[Material provided Boundary: Start]
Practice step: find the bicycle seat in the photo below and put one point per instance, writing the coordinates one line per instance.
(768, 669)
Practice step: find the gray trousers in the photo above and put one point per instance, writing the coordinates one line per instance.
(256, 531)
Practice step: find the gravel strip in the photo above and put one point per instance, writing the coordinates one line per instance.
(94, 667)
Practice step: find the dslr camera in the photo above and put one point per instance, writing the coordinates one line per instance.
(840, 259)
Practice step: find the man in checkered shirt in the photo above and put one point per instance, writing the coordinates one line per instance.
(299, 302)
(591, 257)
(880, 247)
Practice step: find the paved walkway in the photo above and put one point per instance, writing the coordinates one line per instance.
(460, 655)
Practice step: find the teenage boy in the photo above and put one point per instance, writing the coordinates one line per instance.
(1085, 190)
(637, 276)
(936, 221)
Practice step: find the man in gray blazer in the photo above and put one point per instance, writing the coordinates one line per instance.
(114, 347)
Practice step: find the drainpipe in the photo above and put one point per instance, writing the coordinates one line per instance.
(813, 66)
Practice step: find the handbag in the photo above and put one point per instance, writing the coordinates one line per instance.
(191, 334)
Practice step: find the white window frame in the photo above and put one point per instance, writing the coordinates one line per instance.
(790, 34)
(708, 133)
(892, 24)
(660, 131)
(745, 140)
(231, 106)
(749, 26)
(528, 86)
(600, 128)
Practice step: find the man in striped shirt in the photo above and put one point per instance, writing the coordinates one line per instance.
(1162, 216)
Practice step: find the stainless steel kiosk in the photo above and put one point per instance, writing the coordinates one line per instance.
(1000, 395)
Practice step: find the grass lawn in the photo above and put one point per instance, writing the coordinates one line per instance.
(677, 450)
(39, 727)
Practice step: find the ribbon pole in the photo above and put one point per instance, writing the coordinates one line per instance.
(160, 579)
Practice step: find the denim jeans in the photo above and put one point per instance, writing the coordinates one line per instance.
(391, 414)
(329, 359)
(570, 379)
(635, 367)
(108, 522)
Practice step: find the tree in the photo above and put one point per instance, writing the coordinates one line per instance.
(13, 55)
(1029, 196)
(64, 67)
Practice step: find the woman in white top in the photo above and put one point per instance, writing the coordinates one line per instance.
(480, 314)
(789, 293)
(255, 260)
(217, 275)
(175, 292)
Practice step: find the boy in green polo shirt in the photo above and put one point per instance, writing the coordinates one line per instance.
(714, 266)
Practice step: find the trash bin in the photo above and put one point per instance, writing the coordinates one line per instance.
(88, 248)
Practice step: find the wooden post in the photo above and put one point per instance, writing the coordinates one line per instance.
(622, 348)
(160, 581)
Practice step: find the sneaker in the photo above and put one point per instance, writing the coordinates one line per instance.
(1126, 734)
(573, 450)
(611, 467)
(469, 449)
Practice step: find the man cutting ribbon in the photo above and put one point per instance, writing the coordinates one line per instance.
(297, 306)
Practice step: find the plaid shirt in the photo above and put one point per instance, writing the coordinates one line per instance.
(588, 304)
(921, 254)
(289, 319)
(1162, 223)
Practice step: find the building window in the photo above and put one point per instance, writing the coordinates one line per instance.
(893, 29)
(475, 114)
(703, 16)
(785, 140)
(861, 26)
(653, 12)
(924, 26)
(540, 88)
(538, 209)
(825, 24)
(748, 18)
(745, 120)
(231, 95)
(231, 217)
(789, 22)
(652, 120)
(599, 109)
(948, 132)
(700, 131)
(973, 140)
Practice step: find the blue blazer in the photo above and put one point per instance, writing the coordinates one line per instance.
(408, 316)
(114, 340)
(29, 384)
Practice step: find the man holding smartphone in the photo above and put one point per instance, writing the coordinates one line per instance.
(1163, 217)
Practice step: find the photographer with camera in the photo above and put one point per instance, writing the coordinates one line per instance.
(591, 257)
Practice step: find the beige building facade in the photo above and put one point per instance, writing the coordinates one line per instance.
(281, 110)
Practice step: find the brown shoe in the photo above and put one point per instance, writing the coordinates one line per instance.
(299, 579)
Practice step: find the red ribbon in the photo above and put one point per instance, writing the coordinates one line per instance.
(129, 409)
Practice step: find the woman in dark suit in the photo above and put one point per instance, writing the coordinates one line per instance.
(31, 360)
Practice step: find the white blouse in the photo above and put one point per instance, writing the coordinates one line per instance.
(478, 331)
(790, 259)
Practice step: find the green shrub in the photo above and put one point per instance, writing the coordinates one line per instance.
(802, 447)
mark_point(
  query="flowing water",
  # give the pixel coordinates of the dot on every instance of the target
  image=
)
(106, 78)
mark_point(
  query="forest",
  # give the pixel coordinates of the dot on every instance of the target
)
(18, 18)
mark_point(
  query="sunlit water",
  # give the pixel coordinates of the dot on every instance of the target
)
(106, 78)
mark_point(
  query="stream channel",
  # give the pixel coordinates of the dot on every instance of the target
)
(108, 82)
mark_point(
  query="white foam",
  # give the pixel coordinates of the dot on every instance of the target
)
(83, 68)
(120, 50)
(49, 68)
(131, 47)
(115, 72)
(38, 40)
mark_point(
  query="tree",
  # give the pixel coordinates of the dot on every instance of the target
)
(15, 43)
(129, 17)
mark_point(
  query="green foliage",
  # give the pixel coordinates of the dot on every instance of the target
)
[Material provided Boundary: End]
== About this exercise ==
Give back each record above exactly as written.

== Task answer ==
Practice step: find the bicycle seat in the photo below and put one point per instance, writing the coordinates one line per instance.
(768, 669)
Practice step: find the gray trousers in the photo above and put one point per instance, writing the coordinates one line per instance.
(256, 531)
Practice step: find the gravel strip in the photo above and put one point per instance, writing the coordinates one line per instance.
(94, 667)
Practice step: find the dslr camera in the photo above and put one point per instance, writing the coordinates one line per instance.
(840, 259)
Practice step: find the man in checkered shirt in the photo above and put one point per instance, writing the coordinates one line per instance.
(299, 302)
(591, 257)
(880, 247)
Practice step: find the paved walkway in the photo above and put one point per instance, writing the coordinates one line per instance.
(460, 655)
Practice step: find the teenage boy in the photo above and put one point per instance, writing the coordinates one line per instance.
(1085, 190)
(637, 276)
(936, 221)
Practice step: find the man in gray blazer in the photo above and put one point per instance, writing the coordinates one line per instance.
(114, 347)
Practice step: find the drainpipe in the photo above and put one point per instance, writing the coordinates one line per instance.
(813, 66)
Practice step: find the handbag in the photo above and put one point per instance, writing the coordinates one line per instance.
(191, 334)
Practice step: find the white window frame in the photo above and put one point per instance, writing the coordinates one line per instance.
(790, 34)
(708, 133)
(892, 24)
(660, 131)
(745, 140)
(231, 106)
(749, 26)
(528, 86)
(600, 128)
Practice step: find the man in striped shirt in the photo above and put one point per instance, writing the coordinates one line per instance.
(1162, 216)
Practice step: find the stainless steel kiosk in the photo above and put one point per instance, writing the coordinates one line per instance.
(1000, 395)
Practice step: find the grass lawn in the photo above and put one point per instance, writing the coordinates one line per instance.
(677, 450)
(39, 727)
Practice step: find the ribbon pole in the photo above and put one point per instance, writing the coordinates one line per instance.
(160, 579)
Practice step: find the denim jeans in the photo above and put one point per instance, writing the coordinates one line per instance.
(391, 414)
(329, 359)
(570, 379)
(635, 367)
(108, 522)
Practice step: find the tree in the photo above and put one point per instance, writing the coordinates one line per instance.
(13, 55)
(1029, 196)
(64, 67)
Practice step: find the woman in white top in the photo above and put one point per instance, writing the coordinates one line per instance.
(480, 314)
(789, 293)
(255, 260)
(217, 275)
(175, 292)
Practice step: find the boy in green polo shirt in the photo above and put one point per instance, writing the coordinates one line per instance.
(714, 266)
Practice step: find the trash bin in the photo above and put one point per instance, writing the coordinates one line per instance.
(88, 248)
Practice step: find the wooden post in the photo above and put one point per instance, writing the coordinates one line per instance.
(622, 348)
(160, 581)
Practice step: find the sneaker in the photo above and put one point per instance, writing the coordinates one line per instance.
(1126, 734)
(573, 450)
(611, 467)
(469, 449)
Practice step: find the man cutting ribbon in the photo above and put one point per instance, writing the coordinates one line per instance.
(297, 306)
Practice step: find the plaid shirt in the photo above and put one point per instance, writing the coordinates one line per instance.
(588, 304)
(921, 254)
(289, 319)
(1162, 223)
Practice step: find the building window in the photo above and put one point per instance, writing the coordinates one line per instance.
(893, 29)
(475, 114)
(703, 16)
(785, 140)
(861, 26)
(653, 12)
(924, 26)
(540, 88)
(538, 209)
(825, 24)
(748, 18)
(745, 120)
(231, 95)
(231, 217)
(789, 22)
(652, 120)
(599, 109)
(948, 132)
(700, 131)
(973, 140)
Practice step: find the blue blazer in the photo above and put one point per instance, writing the coordinates one line per instance.
(408, 316)
(114, 340)
(29, 384)
Practice step: find the man holding smartphone in the photo above and put one point per instance, writing the coordinates one line per instance.
(1163, 217)
Practice step: find the photographer with camera in the photo above and put one point per instance, writing the coordinates one line per instance.
(591, 257)
Practice step: find the beige building facade in the photo above and put one point per instance, writing the coordinates one line per instance.
(281, 110)
Practice step: find the brown shoe in the photo above and put one point per instance, writing the coordinates one line per instance.
(299, 579)
Practice step: find the red ribbon in the photo above and put one point per instance, writing the coordinates one line per instance.
(129, 409)
Practice step: find the woman in dark suit in the photo above and put one point per instance, writing the coordinates one line per instance.
(31, 360)
Practice step: find the white blouse in the photo above and put one point per instance, writing the coordinates one line per instance.
(478, 331)
(790, 259)
Practice step: find the green shrub in the photo above and put one point per instance, writing the coordinates one line per instance.
(802, 447)
mark_point(
  query="flowing water",
  # give the pixel coordinates of the dot on every instance of the target
  image=
)
(106, 78)
mark_point(
  query="forest",
  # give the pixel coordinates of the dot on every instance of the target
)
(18, 18)
mark_point(
  query="sunlit water",
  # give the pixel coordinates of the dot on every instance of the target
)
(106, 78)
mark_point(
  query="stream channel",
  # give the pixel coordinates of the dot on every instance of the target
)
(108, 82)
mark_point(
  query="white foam",
  # give the pixel coordinates of the dot on every instance of the target
)
(83, 68)
(120, 50)
(49, 68)
(131, 47)
(115, 72)
(38, 40)
mark_point(
  query="tree",
  # give the pixel coordinates of the dot on every instance of the target
)
(15, 43)
(129, 17)
mark_point(
  query="green foliage",
  # give the pixel coordinates of the dot on every instance of the target
)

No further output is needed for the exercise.